_Description of the task_
When you reach the line containing "target | red jacket", repeat it and every line after it exactly, stopping only at the end of the listing.

_Records for this exercise_
★ ★ ★

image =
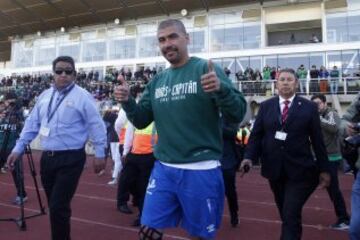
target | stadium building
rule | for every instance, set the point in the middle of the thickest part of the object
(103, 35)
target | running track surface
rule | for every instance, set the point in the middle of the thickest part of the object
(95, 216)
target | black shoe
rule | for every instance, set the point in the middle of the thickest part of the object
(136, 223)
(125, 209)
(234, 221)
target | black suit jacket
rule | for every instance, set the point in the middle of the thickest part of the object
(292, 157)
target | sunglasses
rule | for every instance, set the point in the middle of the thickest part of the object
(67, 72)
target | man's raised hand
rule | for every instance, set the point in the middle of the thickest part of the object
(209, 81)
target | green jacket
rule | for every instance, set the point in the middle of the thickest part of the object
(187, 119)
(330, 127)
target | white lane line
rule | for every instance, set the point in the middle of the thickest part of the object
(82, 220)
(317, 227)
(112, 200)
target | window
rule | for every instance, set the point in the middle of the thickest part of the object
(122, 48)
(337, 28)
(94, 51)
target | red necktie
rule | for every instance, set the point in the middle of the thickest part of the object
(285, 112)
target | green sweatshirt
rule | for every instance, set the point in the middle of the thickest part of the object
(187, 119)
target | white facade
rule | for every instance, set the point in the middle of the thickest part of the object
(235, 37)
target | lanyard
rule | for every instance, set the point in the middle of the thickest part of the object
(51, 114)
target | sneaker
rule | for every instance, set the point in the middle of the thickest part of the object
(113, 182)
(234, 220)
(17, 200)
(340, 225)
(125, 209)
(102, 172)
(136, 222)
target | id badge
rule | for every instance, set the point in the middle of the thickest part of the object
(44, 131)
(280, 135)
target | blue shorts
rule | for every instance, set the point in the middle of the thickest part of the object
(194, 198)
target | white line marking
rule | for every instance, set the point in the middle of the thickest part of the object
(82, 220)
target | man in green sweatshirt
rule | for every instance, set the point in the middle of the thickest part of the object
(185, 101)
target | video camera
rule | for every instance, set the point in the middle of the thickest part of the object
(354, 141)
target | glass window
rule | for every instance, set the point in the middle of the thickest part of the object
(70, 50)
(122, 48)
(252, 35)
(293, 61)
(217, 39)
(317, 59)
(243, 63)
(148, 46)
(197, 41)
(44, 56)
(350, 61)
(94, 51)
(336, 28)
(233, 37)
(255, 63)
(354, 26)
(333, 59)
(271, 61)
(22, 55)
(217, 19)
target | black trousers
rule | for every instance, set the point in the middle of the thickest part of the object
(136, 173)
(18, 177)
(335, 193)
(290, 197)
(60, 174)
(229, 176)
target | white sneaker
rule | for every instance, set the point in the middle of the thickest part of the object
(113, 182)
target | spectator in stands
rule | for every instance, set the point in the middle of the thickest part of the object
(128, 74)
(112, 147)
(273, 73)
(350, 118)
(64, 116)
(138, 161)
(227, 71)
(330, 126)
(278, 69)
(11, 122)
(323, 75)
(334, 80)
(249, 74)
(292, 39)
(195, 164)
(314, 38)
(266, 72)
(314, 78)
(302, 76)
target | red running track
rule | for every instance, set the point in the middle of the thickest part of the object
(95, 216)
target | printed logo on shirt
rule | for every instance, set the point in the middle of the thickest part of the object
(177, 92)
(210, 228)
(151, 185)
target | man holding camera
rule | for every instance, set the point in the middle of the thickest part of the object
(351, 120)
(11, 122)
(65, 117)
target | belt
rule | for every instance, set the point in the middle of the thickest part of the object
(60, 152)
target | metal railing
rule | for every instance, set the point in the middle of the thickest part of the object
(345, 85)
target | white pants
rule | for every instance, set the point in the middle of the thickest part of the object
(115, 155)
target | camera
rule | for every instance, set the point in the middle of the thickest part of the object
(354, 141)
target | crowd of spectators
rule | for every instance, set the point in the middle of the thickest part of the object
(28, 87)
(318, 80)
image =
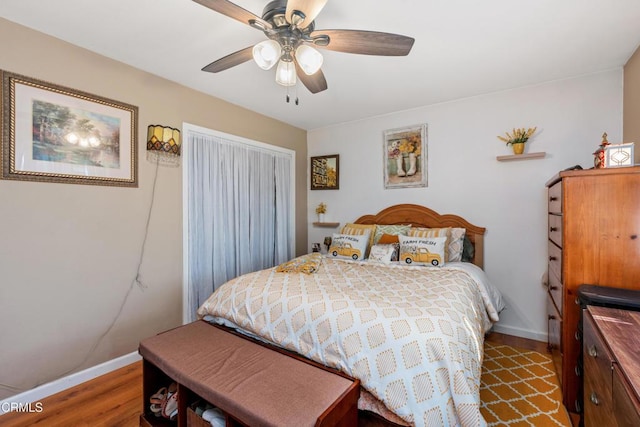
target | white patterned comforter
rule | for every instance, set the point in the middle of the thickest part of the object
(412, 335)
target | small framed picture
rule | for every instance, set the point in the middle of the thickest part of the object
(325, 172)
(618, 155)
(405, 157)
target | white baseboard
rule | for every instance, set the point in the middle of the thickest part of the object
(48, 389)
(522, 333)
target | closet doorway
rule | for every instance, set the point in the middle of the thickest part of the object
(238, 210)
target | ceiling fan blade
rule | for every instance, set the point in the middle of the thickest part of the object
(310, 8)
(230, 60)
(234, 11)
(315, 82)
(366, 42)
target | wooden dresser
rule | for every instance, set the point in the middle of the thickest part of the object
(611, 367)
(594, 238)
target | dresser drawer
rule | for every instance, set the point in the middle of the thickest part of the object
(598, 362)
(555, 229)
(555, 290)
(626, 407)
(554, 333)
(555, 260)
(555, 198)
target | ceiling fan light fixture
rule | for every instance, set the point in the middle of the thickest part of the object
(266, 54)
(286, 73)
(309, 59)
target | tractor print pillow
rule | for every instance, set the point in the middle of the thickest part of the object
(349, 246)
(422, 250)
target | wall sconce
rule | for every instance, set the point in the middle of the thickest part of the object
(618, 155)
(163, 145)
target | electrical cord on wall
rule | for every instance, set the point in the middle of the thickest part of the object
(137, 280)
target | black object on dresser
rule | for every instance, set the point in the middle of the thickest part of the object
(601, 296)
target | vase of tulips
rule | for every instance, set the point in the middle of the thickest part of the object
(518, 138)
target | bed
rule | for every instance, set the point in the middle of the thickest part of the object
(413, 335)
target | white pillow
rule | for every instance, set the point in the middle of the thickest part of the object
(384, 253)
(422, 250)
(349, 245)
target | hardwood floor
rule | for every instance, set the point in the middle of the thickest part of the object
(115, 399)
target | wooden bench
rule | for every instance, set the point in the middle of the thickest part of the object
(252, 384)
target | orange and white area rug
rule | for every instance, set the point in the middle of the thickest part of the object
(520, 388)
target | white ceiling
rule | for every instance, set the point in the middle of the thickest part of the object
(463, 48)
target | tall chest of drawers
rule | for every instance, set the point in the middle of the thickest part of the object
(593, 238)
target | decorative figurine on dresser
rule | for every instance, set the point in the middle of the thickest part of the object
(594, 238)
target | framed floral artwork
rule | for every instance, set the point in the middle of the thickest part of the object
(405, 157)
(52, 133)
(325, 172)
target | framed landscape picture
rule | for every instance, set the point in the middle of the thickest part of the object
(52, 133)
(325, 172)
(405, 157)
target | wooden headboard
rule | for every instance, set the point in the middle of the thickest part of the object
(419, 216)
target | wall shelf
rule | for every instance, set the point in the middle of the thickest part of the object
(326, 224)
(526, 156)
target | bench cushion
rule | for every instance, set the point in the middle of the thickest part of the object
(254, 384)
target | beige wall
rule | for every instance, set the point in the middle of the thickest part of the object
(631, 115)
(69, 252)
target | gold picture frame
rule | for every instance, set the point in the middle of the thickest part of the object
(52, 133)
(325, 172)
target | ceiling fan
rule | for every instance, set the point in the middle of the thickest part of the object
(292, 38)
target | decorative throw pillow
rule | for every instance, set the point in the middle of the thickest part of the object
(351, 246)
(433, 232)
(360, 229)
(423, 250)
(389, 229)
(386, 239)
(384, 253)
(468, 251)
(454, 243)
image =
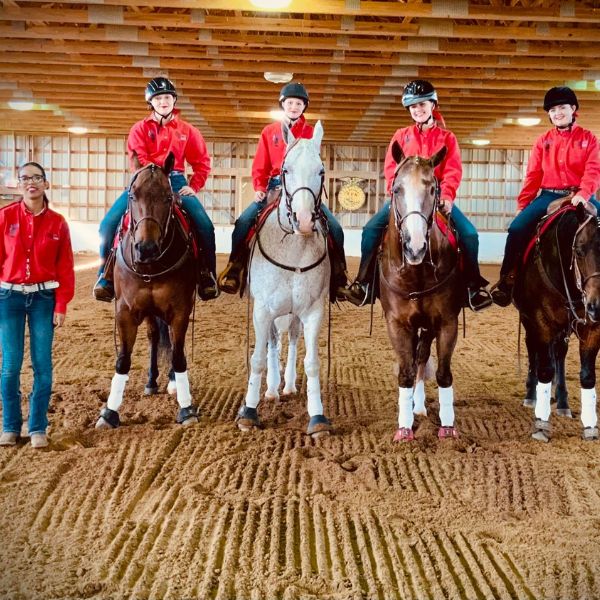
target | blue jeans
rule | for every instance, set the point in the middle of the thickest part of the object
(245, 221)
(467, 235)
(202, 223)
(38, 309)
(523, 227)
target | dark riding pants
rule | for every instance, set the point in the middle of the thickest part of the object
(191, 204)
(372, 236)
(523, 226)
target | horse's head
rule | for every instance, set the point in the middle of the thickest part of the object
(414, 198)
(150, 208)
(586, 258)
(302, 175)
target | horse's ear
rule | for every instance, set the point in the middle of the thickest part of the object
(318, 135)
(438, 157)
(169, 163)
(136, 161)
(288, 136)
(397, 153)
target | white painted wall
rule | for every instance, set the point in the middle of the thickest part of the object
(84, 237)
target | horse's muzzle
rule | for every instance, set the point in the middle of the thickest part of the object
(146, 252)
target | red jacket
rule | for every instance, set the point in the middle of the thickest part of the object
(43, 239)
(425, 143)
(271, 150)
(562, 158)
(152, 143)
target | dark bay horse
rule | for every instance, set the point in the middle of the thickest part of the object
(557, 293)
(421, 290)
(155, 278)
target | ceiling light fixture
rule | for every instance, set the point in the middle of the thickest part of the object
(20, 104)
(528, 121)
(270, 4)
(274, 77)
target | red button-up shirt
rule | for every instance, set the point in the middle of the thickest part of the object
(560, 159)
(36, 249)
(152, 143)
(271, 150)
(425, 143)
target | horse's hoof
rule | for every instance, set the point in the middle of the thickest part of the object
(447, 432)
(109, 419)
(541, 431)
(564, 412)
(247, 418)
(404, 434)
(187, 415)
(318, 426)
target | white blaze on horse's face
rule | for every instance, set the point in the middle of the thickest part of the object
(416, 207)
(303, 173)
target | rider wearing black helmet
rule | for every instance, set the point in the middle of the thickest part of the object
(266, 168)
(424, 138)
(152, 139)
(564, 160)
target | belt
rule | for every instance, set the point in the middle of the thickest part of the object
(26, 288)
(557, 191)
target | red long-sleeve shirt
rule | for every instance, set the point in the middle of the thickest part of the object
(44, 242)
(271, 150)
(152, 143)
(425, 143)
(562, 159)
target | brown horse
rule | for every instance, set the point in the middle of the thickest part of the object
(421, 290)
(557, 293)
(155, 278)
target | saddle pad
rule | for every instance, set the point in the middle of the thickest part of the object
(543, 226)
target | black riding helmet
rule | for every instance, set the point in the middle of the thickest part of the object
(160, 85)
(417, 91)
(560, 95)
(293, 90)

★ ★ ★

_Answer to this task_
target | red jacket
rule | for every instance, set the point in the middle of the thickest part of the object
(43, 239)
(425, 143)
(271, 150)
(562, 158)
(152, 143)
target | dark bay horse
rule | for every instance, set the point in the middle of the thickest part of the object
(557, 293)
(421, 290)
(155, 278)
target | ceiling light fixture
rule | for every instance, set the point in the middle of the thickest part of the object
(20, 104)
(528, 121)
(270, 4)
(274, 77)
target | red button-up shirt
rule | for every instance, set the point in the middle of the thickest part of the object
(560, 159)
(36, 249)
(152, 143)
(271, 150)
(425, 143)
target | horse's hoof
rule | for every instance, set the point in the middle of the thickest part of the object
(447, 432)
(109, 419)
(541, 431)
(564, 412)
(247, 418)
(404, 434)
(187, 415)
(318, 426)
target | white blaze on horse's face
rule | for every instance, set the point in the middle of the thickest part of the object
(416, 207)
(303, 173)
target | rider wearing black helmet
rule | for every instance, set the point in the middle of the thickest part of the object
(266, 168)
(424, 138)
(152, 139)
(564, 160)
target | belt
rule | for every instance, set the point in the middle of the thickest part of the object
(26, 288)
(557, 191)
target | red long-sleeve shirt
rule | for every instance, set the point in the middle of the thickest part of the object
(44, 242)
(271, 150)
(152, 143)
(425, 143)
(562, 159)
target | brown horse
rule | for every instance, set the point in the middle of the thickest part of the object
(421, 290)
(557, 293)
(155, 278)
target | saddle pad
rule | for every instance, set the point in the middle of the thickest part of the object
(543, 226)
target | black riding helmet
rule | for every instance, set the point in the middle of the thickest part of the object
(160, 85)
(417, 91)
(560, 95)
(293, 90)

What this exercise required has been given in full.